-- start Page excerpt --

PVC decking is composed entirely of polyvinyl chloride (PVC) and contains no wood. PVC decking is a more expensive option in the decking industry, but it provides significant fade and stain resistance and lower maintenance requirements compared to other products.

History
PVC decking was introduced to the market around 2005 and continues to be a contender as a top deck building material. Its uniquely all-plastic makeup makes it distinctly different from wood decking or other composite decking options. PVC decking has changed in appearance since its introduction and is now available in different colors.

Production
Unlike some other wood-alternative decking materials, PVC decking is not made with any wood. It is made completely from plastic instead of from a combination of materials. 

Producing PVC decking is a relatively difficult process called co-extrusion. The deck board core is coated and bound with an outer plastic shell, but the materials can be temperamental and hard to work with.  Commercial production is challenging, not only for this reason, but also because about one eighth of the deck boards produced are considered unsellable and therefore scrapped. The fragile nature of this production process requires careful ingredient mixing and precise execution.

-- end Page excerpt --
-- start Raw data --

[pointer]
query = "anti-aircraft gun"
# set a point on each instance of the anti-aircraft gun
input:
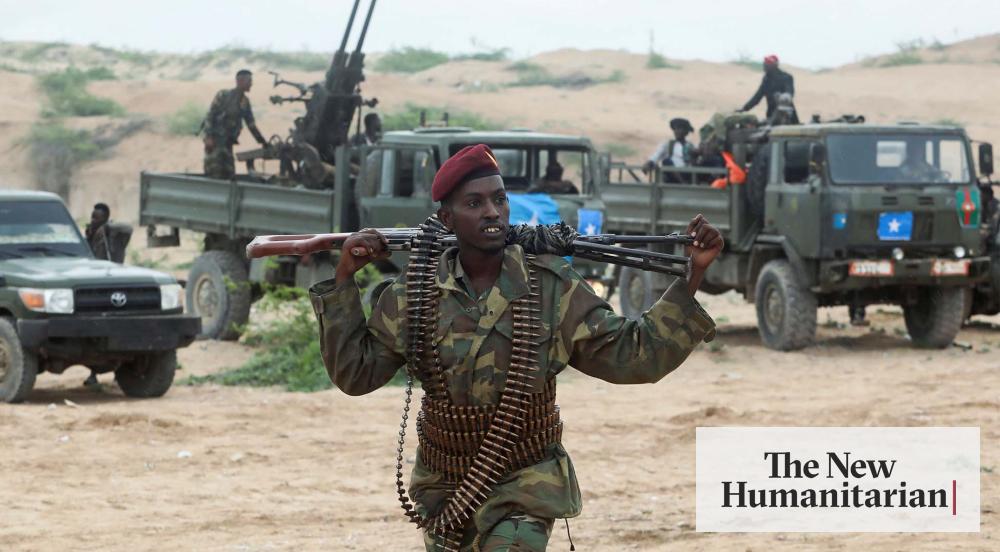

-- end Raw data --

■ **Task description**:
According to the PVC decking text, about what share of the deck boards produced are scrapped as unsellable?

■ **Exercise response**:
About one eighth.